Location identification entries
········

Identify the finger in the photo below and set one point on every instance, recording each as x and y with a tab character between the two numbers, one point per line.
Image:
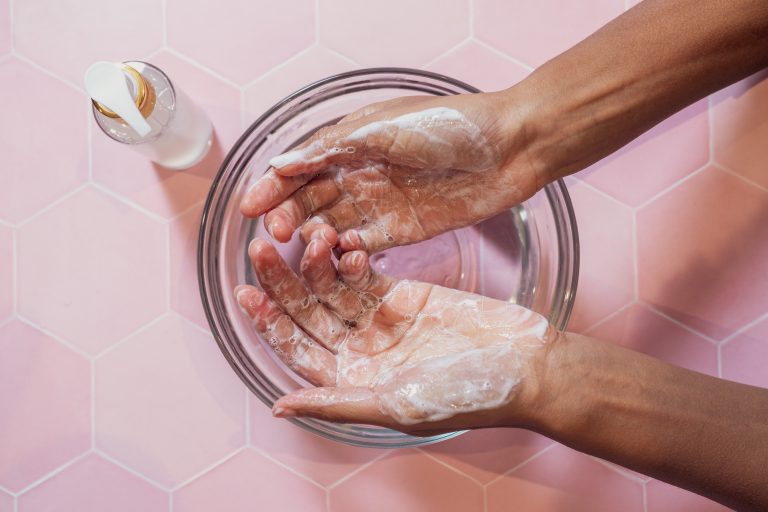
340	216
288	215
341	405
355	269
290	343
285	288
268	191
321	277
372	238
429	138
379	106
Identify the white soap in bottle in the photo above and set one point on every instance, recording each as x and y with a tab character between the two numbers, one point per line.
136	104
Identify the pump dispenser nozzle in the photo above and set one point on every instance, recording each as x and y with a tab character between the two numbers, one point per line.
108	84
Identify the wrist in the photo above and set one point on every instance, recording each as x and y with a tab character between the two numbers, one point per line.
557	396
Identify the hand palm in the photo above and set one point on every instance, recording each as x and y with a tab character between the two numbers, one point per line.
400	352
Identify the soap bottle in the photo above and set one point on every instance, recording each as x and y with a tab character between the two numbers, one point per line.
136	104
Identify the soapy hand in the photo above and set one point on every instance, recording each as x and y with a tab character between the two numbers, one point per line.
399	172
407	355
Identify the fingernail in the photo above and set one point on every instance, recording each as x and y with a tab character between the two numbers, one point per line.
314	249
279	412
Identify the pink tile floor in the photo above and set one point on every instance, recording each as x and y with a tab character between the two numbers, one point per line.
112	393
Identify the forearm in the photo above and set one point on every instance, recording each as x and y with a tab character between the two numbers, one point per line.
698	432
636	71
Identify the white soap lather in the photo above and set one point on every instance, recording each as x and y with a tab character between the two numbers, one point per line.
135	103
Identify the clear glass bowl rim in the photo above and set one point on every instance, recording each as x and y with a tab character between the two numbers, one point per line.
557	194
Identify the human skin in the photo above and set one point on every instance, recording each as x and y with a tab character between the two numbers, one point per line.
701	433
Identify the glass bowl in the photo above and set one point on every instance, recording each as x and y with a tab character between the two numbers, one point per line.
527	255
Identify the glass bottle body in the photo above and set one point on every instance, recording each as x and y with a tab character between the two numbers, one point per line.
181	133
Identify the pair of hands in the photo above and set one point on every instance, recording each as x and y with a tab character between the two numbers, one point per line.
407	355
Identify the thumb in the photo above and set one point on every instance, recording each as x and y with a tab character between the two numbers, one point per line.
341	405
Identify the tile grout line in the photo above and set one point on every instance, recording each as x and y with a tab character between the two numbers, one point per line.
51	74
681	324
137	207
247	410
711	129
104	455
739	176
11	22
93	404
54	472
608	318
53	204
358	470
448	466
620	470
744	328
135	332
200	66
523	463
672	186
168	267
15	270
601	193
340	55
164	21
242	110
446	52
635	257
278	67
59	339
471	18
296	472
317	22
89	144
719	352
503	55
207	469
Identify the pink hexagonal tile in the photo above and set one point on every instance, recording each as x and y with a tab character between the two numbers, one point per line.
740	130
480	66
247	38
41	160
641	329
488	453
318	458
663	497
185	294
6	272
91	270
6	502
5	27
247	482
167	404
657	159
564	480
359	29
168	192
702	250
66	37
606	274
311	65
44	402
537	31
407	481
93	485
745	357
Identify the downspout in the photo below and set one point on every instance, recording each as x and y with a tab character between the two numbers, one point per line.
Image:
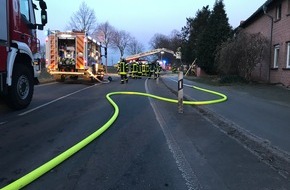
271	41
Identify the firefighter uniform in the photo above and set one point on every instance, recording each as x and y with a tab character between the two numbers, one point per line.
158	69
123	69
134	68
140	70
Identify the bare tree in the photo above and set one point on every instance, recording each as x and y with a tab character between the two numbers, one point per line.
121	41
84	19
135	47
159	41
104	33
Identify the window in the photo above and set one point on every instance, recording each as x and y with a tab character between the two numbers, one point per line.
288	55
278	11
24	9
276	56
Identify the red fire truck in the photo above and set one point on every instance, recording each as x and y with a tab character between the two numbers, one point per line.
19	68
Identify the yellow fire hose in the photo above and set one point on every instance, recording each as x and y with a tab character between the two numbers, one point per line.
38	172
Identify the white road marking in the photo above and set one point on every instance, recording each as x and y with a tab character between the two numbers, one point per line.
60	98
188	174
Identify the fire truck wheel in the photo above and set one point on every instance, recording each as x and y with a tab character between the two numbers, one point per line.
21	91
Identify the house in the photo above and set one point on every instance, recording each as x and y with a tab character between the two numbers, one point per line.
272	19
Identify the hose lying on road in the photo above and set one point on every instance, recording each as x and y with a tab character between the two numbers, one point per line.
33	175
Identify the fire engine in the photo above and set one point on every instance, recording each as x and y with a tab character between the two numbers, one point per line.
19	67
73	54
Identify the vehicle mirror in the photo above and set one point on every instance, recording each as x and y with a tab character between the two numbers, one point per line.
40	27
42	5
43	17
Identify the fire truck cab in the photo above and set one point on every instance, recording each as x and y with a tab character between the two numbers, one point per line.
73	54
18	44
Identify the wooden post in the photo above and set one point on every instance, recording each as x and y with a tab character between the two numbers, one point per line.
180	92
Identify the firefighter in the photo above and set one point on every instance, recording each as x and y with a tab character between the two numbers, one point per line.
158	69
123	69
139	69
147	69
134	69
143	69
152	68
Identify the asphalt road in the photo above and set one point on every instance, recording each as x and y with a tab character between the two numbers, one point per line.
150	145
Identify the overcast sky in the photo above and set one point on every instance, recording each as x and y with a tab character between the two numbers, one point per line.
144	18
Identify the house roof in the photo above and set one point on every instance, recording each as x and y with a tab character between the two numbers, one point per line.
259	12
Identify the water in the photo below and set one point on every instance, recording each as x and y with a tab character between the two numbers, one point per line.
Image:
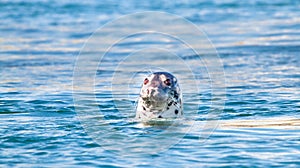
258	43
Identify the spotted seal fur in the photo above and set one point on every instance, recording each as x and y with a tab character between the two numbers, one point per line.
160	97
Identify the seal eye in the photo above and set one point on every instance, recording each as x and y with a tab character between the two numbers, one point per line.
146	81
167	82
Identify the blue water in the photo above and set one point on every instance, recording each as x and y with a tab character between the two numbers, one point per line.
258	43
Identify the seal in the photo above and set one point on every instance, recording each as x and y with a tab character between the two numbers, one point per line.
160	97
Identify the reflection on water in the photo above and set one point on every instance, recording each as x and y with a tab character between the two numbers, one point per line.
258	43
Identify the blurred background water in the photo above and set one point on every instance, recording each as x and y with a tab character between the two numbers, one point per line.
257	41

········

◆ TASK REQUIREMENTS ◆
Write the records above out again exactly, with no pictures in your copy.

◆ FULL SOLUTION ◆
Identify the finger in the photo below and set one point on every instance, recording each as x and y with a tab character between the two numbers, one point per line.
Image:
340	216
288	215
341	405
355	269
290	343
285	288
268	191
321	277
372	238
429	138
379	106
Identify the white soap in bottle in the photo above and set one point on every instance, recording each as x and y with a tab character between the two numbers, one point per line.
136	104
Identify the pump dispenser nozzle in the photo above and set one point on every instance, recording each as x and y with a tab character between the two numbers, one point per line.
108	84
Identify the wrist in the photo above and set one point on every instance, recording each as x and y with a tab character between the two numbers, one point per line.
557	396
Identify the hand palm in the photo above and set one point on every instance, recording each as x and y with a tab character between the two numbers, one point per line.
400	352
Identify the soap bottle in the photo above and set one point on every instance, recording each as x and y with a tab character between the two numbers, one point per line.
136	104
Identify the soapy hand in the photo above and set one point on every instance, recording each as x and y with a tab character between the two numbers, one point per line.
399	172
407	355
Identify the fingernail in the photo above and set one point on every instance, recording each as x and y with a tab character between the two numbers, one point per line.
314	249
279	412
Identify the pink tile floor in the photo above and set one point on every instance, recording each as x and y with a tab character between the two numbers, one point per line.
112	393
Identify the forearm in the photo above and set one point on every instance, recording each as x and y with a tab character between the two numbers, one point per line.
698	432
636	71
Identify the white soap lather in the photo above and set one point on every instance, recording each as x and y with a tab character between the two numbers, one point per line.
135	103
Identify the clear glass bowl rim in the photo above and set one point on every instance, recording each as x and y with a tab character between the two numbers, one point per line.
557	194
Identify the human skin in the photo above and set one point on every instance, recording each as x and y with a tab character between the two numbers, one point per line.
701	433
Identify the glass bowl in the photo above and set one point on every instance, recording each as x and y with a tab character between the two numbers, one point per line.
527	255
Identify the glass bottle body in the photo above and set one point on every instance, recording each as x and y with a tab character between the two numbers, one point per line.
181	133
Identify the pair of hands in the photo above and set one point on every instance, recording each as x and y with a tab character between the two numbers, one point per line.
407	355
Identify the thumb in the photo above and set one point on every instance, recording each as x and y with a tab character between the two numbers, one point per line.
341	405
Identify the tile grout line in the photo above and set one point on every instance, recording each as x and y with a tab character between the two numbers, one point per line.
51	74
681	324
137	207
247	410
711	129
104	455
739	176
11	22
93	404
54	472
608	318
53	204
358	470
448	466
620	470
744	328
135	332
200	66
523	463
672	186
168	267
15	270
601	193
340	55
164	21
242	110
446	52
635	257
278	67
59	339
471	18
296	472
317	22
89	144
719	352
503	55
207	469
Identify the pink hexagonal tile in the photo above and set one point on every instance, recording each as x and y with a tab character between the two numbers, one point per line.
740	130
480	66
247	38
41	160
641	329
488	453
318	458
663	497
185	294
6	272
91	270
6	502
5	27
247	482
167	404
657	159
564	480
359	29
168	192
702	250
66	37
606	274
311	65
44	402
537	31
407	481
93	485
745	357
Identify the downspout in the photo below and set one point on every instance, recording each as x and y with a tab character between the two numbers, one point per line.
Image:
271	41
Identify the firefighter uniform in the photo above and set one point on every instance, recording each as x and y with a tab character between the two numbers, one point per line.
158	69
123	69
134	68
140	70
Identify the bare tree in the photo above and set one point on every instance, recording each as x and y with a tab character between the two numbers, one point per line.
121	41
84	19
135	47
159	41
104	33
Identify the window in the photo above and set one point on every instance, recording each as x and y with a tab character between the two numbers, one point per line.
288	55
278	11
24	9
276	56
Identify the red fire truck in the photo above and set one point on every instance, recording each as x and y with a tab character between the two numbers, one point per line.
19	68
Identify the yellow fire hose in the photo above and set one point on every instance, recording each as x and y with a tab character between the two numbers, one point per line.
38	172
Identify the white road marking in the photo above and set one point on every instance, recording each as x and y with a tab character between the two numbers, one point per line.
60	98
188	174
Identify the fire truck wheel in the photo above and set one point on every instance, recording each as x and y with a tab character between the two numbers, one point per line.
21	91
Identify the house in the photo above and set one point on every instance, recording each as x and y with a tab character between the two numbers, one point per line.
272	19
Identify the hose lying on road in the photo above and set one point on every instance, recording each as x and y with a tab character between the two numbers, one point per line.
33	175
Identify the fire engine in the photo above and set one point on every instance, recording each as x and y with a tab character between the two numbers, one point per line.
19	67
73	54
Identify the vehicle mirror in the photo above and set one point on every instance, recording each as x and y with a tab character between the two numbers, one point per line.
40	27
42	5
43	17
Identify the fire truck cab in the photo above and set one point on every instance, recording each as x and y with a tab character between the two numbers, one point per line.
73	54
18	44
Identify the wooden post in the photo above and set one point on every instance, recording each as x and y with a tab character between the two numbers, one point per line.
180	92
Identify the firefighter in the photo above and set one point on every instance, recording each as x and y with a tab character between the two numbers, one point per line.
158	69
123	69
139	69
147	69
134	69
143	69
152	68
Identify the asphalt road in the photo above and set one point on every instance, recording each as x and y with a tab character between the two numbers, one point per line.
150	145
Identify the overcast sky in the photo above and set one point on every instance, recording each as x and y with a tab character between the two numbers, one point per line.
144	18
Identify the house roof in the photo above and set one point on every instance, recording each as x and y with a tab character between the two numbers, one point per line.
259	12
Identify the water in the photo below and set one point on every instance, recording each as x and y with a tab character between the two numbers, one point per line.
Image:
258	43
Identify the spotted seal fur in the photo above and set one point on every instance, recording each as x and y with a tab character between the two numbers, one point per line.
160	97
Identify the seal eye in the photo above and set one point on every instance, recording each as x and y with a tab character between the two numbers, one point per line.
146	81
167	82
Identify the blue water in the photo above and set one point on every instance, recording each as x and y with a tab character between the two numbers, one point per line.
258	43
Identify the seal in the photo above and set one point on every instance, recording each as x and y with a tab character between the two numbers, one point per line.
160	97
Identify the reflection on water in the photo above and set one point on every instance, recording each as x and y with a tab character between the two numbers, one point per line.
258	43
Identify the blurred background water in the photo above and set one point on every instance, recording each as x and y with a tab character between the two numbers, one point per line.
257	41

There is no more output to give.